▸ **Exercise**
Output everything from the line containing "[314, 232], one" down to the end of the material as a Markdown table with the columns Row and Material line, skipping blank lines. Leave the pictures out of the table.

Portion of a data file
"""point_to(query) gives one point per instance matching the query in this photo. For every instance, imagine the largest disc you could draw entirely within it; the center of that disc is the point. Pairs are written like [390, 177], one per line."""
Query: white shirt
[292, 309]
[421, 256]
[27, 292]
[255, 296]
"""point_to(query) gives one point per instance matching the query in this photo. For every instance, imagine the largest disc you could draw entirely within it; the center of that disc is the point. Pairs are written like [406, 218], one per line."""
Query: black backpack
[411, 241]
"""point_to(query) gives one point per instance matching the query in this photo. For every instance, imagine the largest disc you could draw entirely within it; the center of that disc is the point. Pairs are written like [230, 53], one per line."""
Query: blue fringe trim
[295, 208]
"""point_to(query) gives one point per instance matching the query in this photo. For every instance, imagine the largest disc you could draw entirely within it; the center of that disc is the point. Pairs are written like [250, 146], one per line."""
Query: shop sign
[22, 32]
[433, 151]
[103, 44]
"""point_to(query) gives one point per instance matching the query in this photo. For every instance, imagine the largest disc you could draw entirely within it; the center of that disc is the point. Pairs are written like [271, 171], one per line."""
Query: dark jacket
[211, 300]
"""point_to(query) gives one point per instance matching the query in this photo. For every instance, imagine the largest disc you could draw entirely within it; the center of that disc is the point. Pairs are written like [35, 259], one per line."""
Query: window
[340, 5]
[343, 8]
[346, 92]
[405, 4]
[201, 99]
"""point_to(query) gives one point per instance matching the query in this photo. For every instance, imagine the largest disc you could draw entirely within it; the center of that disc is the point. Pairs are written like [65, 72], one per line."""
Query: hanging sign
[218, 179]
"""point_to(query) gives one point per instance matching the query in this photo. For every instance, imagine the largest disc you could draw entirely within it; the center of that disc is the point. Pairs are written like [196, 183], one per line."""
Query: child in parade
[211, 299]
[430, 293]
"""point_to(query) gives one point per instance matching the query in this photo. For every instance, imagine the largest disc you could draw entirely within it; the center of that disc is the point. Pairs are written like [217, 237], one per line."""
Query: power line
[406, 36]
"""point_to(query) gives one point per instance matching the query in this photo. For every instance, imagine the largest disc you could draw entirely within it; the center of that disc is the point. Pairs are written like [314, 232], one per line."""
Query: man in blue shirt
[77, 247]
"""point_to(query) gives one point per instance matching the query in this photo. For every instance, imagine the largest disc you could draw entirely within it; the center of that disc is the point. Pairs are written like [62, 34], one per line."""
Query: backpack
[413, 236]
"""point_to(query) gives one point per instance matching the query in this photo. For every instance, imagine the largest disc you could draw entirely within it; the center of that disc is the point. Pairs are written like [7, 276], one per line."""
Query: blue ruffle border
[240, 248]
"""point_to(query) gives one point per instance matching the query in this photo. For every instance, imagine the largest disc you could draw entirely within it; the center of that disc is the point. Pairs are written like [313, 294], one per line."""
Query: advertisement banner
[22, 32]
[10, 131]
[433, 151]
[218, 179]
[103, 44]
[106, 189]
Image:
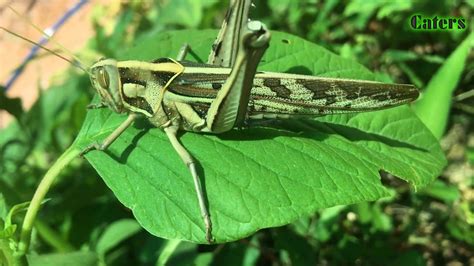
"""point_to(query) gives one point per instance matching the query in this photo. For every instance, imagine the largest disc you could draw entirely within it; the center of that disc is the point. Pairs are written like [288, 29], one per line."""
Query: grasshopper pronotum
[228, 92]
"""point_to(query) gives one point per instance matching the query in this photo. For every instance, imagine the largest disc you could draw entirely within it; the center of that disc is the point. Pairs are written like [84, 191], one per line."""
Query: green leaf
[262, 176]
[79, 258]
[115, 234]
[433, 108]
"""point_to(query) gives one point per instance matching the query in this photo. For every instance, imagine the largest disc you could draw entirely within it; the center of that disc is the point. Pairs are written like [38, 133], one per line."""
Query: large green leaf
[262, 176]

▸ **Task output**
| Row | Material line |
|---|---|
| 1 | """point_to(query) gives one point per instance matching the query in this photo. For every instance, imagine the largest disc you could draw entirely within it; the center of that disc is the point. Pairs are written like [314, 232], one per line.""" |
| 2 | Query: man in blue shirt |
| 3 | [77, 247] |
| 4 | """point_to(query) gives one point per instance matching the query in this photo. For every instance, imagine the largest disc you could draw entirely within it; the center of that disc is the point. Pairs are written like [62, 34], one per line.""" |
| 5 | Query: backpack |
| 6 | [413, 236] |
| 7 | """point_to(query) gives one point per instance matching the query in this photo. For every instance, imagine the largest disc you could draw entirely within it; the center of that disc is the point. Pairs are written like [7, 276], one per line.""" |
| 8 | Query: blue ruffle border |
| 9 | [240, 248] |
| 10 | """point_to(query) gives one point per instance matching the query in this photo. For every instance, imagine the largest disc you could draw entirely within it; the center of that disc is the point. Pairs are written like [313, 294], one per line.""" |
| 11 | Query: advertisement banner |
| 12 | [22, 32] |
| 13 | [10, 131] |
| 14 | [433, 151] |
| 15 | [218, 179] |
| 16 | [103, 44] |
| 17 | [106, 189] |
| 18 | Image: |
| 19 | """point_to(query) gives one point per instance matching the query in this photo. For every instance, imagine the largest disc you could draw entirely within it; the center of that disc is the point. Pairs are written like [288, 29], one per line.""" |
| 20 | Query: grasshopper pronotum |
| 21 | [228, 92] |
| 22 | """point_to(query) gives one point per instance matching the query in this photo. For every instance, imagine the largest disc you could draw entirely within it; the center of that disc is the point. Pairs are written like [84, 191], one per line.""" |
| 23 | Query: green leaf |
| 24 | [262, 176] |
| 25 | [79, 258] |
| 26 | [115, 234] |
| 27 | [433, 108] |
| 28 | """point_to(query) gives one point per instance matching the query in this photo. For every instance, imagine the largest disc you could draw entirely within it; the center of that disc is the point. Pairs are written like [38, 133], one per line.""" |
| 29 | Query: large green leaf |
| 30 | [262, 176] |